- [ЗАДАНИЕ 1] Отфильтруй записи: перепиши каждую строку, где встречается слово «concrete».

- [ОТРЫВОК ТЕКСТА]
+ + + + +

В январе и феврале 1908 года Айседора выступала в Петербурге; в это время она и Станиславский обмениваются множеством писем и телеграмм. Он продолжает наставлять, а она не теряет надежды на встречу. Дункан то зовет Станиславского приехать и даже прибегает для этого к посредничеству близкого к нему А. А. Стаховича, то телеграфирует Станиславскому: «не знаю, надо ли вам приезжать», то вновь зовет провести с ней уикенд на водопаде Иматра в Финляндии[68]. В ответных письмах Станиславский осторожен, как и в своих поступках: он тщательно редактирует фразы, которые могли бы быть истолкованы как малейший намек на флирт[69]. Однако, когда вместо очередного приглашения увидеться он получает телеграмму, которую прочитывает как отказ, то не может скрыть своей грусти и легкой ревности:
Увы! Мы больше не увидимся, и я спешу написать Вам это письмо потому, что скоро у меня не будет Вашего адреса. Благодарю за мгновения артистического экстаза, который пробудил во мне ваш талант. Я никогда не забуду этих дней, потому что слишком люблю Ваш талант и Ваше искусство, потому что слишком восхищаюсь Вами как артисткой и люблю Вас как друга.

+ + + + +

(Исходные записи)
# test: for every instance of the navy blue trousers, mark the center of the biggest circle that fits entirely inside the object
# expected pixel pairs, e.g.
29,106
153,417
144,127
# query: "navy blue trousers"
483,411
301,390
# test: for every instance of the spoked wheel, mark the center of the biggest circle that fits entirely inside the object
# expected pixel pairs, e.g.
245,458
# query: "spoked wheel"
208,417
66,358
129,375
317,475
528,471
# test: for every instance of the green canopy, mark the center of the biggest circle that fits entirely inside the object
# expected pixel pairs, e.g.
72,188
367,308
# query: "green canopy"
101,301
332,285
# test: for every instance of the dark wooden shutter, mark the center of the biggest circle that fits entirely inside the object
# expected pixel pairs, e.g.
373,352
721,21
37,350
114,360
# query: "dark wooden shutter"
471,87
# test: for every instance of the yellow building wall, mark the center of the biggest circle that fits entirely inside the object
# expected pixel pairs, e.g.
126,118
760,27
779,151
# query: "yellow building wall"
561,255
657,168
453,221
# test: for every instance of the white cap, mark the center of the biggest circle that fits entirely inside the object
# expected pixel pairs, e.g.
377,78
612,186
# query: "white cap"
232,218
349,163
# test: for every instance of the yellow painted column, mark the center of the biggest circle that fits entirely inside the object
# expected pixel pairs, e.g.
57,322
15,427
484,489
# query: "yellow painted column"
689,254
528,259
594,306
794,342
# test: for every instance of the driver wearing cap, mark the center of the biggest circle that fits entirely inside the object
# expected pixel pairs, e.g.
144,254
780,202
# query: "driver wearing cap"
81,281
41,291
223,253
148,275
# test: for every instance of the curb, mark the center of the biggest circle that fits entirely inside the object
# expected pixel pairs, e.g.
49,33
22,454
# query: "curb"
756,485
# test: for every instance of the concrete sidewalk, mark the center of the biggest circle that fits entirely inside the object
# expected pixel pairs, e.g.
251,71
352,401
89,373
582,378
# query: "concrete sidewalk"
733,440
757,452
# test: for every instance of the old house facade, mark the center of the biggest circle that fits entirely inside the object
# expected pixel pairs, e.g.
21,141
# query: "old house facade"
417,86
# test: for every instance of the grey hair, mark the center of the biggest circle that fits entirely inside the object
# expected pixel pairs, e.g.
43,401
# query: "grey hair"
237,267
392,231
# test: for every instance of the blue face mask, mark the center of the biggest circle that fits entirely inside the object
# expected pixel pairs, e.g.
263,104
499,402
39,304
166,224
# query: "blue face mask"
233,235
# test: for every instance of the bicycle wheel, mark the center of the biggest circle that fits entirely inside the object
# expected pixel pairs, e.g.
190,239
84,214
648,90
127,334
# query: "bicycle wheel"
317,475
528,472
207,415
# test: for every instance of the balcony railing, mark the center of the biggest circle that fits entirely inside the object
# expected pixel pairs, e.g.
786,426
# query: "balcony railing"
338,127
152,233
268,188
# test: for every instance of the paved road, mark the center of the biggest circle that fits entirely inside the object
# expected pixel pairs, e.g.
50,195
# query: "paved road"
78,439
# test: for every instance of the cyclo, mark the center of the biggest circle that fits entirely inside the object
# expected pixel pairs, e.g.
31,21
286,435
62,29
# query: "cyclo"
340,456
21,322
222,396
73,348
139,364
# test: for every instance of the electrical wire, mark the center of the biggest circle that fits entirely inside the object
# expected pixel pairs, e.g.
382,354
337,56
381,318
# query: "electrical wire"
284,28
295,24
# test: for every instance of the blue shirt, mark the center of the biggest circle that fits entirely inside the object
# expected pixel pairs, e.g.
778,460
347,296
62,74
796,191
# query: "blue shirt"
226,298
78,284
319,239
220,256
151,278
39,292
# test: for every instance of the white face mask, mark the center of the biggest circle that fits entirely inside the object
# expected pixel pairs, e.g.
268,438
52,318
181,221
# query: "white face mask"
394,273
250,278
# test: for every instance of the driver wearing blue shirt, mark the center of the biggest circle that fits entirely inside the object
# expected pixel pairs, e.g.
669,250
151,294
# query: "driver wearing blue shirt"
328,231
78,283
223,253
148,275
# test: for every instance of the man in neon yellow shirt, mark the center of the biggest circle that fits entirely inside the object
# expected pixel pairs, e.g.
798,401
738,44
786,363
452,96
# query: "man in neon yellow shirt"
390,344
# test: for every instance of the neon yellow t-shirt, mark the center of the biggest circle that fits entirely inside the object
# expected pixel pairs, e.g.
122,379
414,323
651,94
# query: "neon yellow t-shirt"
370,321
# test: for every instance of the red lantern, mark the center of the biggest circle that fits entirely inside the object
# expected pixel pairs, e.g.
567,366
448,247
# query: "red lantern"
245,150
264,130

+ + + + +

- [ЗАДАНИЕ 2] Повтори слово в слово весь отрывок выше о переписке Дункан и Станиславского.

- [ОТВЕТ 1]
# test: for every instance of the concrete sidewalk, mark the center of the biggest circle that fits entirely inside the object
# query: "concrete sidewalk"

- [ОТВЕТ 2]
В январе и феврале 1908 года Айседора выступала в Петербурге; в это время она и Станиславский обмениваются множеством писем и телеграмм. Он продолжает наставлять, а она не теряет надежды на встречу. Дункан то зовет Станиславского приехать и даже прибегает для этого к посредничеству близкого к нему А. А. Стаховича, то телеграфирует Станиславскому: «не знаю, надо ли вам приезжать», то вновь зовет провести с ней уикенд на водопаде Иматра в Финляндии[68]. В ответных письмах Станиславский осторожен, как и в своих поступках: он тщательно редактирует фразы, которые могли бы быть истолкованы как малейший намек на флирт[69]. Однако, когда вместо очередного приглашения увидеться он получает телеграмму, которую прочитывает как отказ, то не может скрыть своей грусти и легкой ревности:
Увы! Мы больше не увидимся, и я спешу написать Вам это письмо потому, что скоро у меня не будет Вашего адреса. Благодарю за мгновения артистического экстаза, который пробудил во мне ваш талант. Я никогда не забуду этих дней, потому что слишком люблю Ваш талант и Ваше искусство, потому что слишком восхищаюсь Вами как артисткой и люблю Вас как друга.